Entries provided:
+ + + + + + +
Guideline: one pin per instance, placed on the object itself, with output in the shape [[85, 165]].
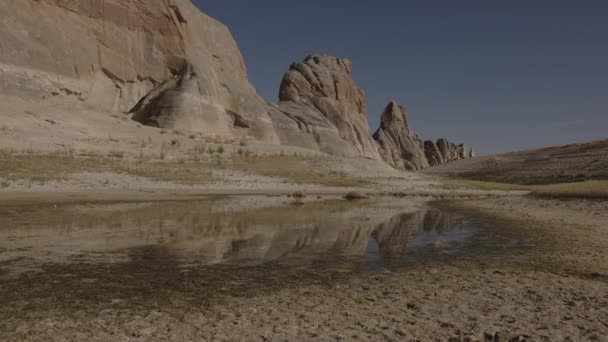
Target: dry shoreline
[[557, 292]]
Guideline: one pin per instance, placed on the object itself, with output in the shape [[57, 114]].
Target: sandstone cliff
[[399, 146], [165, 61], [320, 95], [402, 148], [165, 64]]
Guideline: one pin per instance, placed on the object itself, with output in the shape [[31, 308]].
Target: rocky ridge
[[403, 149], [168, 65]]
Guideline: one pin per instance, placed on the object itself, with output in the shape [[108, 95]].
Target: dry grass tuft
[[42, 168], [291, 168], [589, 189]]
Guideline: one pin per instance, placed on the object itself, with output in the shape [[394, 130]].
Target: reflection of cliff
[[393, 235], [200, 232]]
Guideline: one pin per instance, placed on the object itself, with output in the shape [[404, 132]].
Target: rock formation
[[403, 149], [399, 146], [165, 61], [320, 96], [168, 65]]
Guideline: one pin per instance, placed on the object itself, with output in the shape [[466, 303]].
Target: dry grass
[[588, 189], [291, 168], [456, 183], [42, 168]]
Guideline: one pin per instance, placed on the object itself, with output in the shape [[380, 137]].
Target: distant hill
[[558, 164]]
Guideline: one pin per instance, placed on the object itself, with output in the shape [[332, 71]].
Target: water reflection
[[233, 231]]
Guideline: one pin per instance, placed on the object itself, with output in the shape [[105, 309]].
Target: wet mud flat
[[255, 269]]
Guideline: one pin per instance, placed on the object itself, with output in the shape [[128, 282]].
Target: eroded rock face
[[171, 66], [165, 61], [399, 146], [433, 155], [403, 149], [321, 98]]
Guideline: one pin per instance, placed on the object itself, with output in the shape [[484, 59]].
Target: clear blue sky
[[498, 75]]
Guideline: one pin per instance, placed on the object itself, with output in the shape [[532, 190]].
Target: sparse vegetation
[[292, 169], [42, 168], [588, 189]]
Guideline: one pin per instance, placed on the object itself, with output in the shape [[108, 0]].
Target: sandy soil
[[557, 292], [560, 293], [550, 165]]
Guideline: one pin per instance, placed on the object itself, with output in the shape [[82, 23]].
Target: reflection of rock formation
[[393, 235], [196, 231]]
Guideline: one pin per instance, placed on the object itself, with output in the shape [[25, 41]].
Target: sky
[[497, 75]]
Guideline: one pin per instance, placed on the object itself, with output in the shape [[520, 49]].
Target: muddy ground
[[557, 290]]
+ + + + + + +
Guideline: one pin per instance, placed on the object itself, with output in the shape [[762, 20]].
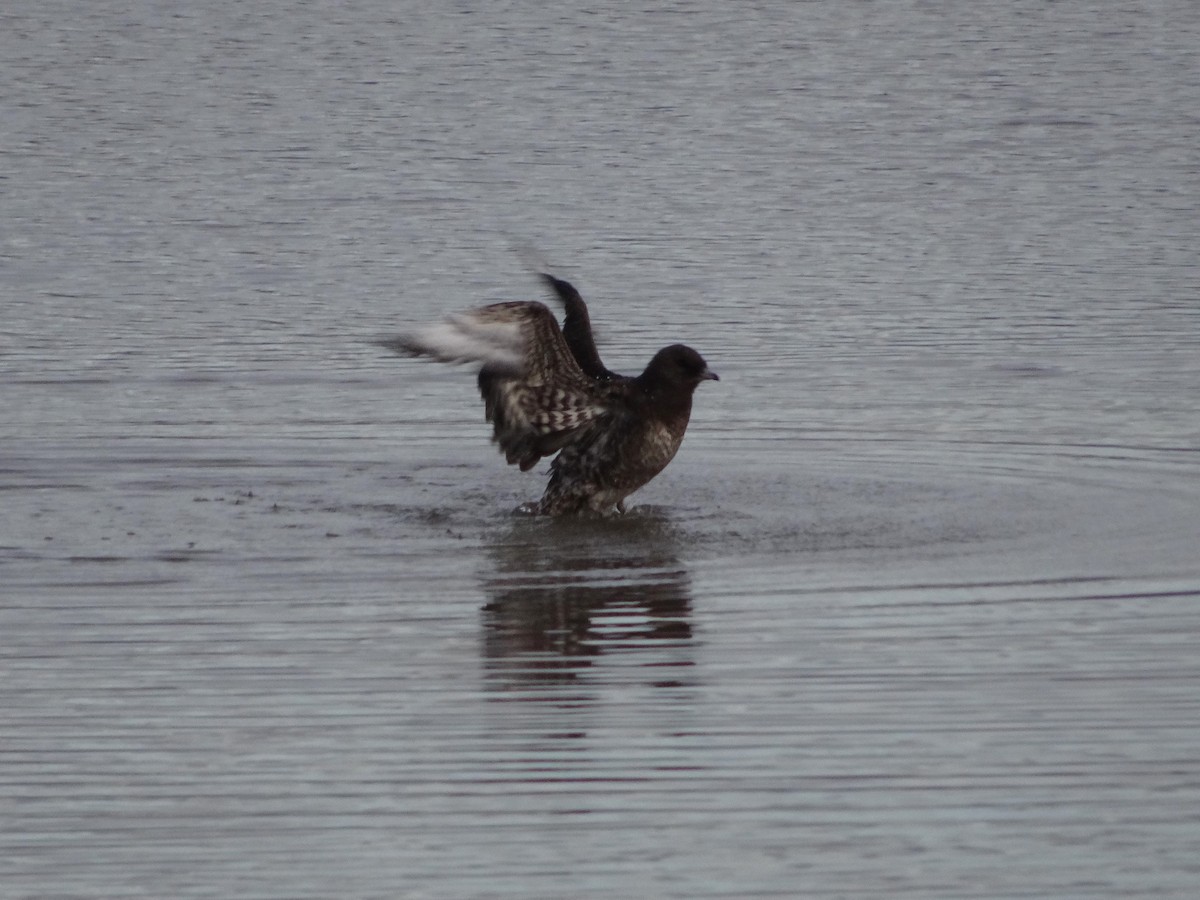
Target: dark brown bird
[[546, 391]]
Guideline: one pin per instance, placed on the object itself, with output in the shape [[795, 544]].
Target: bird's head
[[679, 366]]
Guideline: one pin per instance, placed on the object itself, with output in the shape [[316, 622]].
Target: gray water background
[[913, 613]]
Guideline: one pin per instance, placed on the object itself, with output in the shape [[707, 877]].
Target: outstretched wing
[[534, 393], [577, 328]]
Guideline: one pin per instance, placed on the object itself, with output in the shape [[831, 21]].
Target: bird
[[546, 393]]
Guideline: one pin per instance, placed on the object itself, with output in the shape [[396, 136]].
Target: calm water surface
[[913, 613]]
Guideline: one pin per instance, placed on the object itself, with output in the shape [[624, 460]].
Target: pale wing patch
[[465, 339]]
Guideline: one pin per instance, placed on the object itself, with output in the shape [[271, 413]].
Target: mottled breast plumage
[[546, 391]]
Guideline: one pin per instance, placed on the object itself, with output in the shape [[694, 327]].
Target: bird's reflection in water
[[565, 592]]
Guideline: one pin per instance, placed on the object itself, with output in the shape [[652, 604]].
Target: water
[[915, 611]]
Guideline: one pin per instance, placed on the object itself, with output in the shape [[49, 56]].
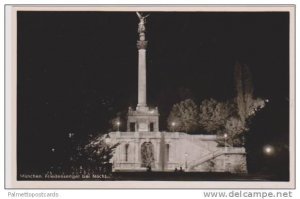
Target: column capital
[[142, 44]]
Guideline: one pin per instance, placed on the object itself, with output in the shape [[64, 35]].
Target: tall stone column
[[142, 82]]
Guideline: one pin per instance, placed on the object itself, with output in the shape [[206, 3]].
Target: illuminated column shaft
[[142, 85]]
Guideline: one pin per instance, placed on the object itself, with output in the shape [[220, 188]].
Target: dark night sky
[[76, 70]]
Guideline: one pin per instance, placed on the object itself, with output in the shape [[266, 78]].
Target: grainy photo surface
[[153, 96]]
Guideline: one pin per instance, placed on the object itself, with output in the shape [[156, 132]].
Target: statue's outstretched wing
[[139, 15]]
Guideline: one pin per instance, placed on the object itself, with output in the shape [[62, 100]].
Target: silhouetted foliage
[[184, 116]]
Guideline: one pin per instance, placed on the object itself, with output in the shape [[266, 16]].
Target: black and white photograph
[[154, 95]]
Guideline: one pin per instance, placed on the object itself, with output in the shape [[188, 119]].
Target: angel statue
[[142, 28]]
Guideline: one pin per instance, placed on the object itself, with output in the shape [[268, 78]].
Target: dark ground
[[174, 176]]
+ + + + + + +
What you have to do: The result should be an exact copy of only the lines above from the one that holds "shape [[624, 460]]." through the one that holds "shape [[64, 35]].", both ends included, without pictures.

Your response:
Guideline: one pin per instance, placed on the object itself, with output in the shape [[624, 460]].
Target: pale wing patch
[[465, 339]]
Guideline: one pin per instance, placed on the object itself, with output in the shape [[271, 413]].
Target: mottled breast plumage
[[546, 391]]
Guideline: one pin per instance, placed on the object itself, with output in the shape [[694, 327]].
Target: bird's reflection in water
[[565, 592]]
Guideline: one pin per instance, placed on the object itself, with output in the shape [[652, 604]].
Target: water
[[915, 611]]
Guideline: one pin per instance, placed on the object itself, with output in the shape [[49, 56]].
Target: column capital
[[142, 44]]
Guideline: one pin per instance, placed on the object itself, with output in the shape [[64, 35]].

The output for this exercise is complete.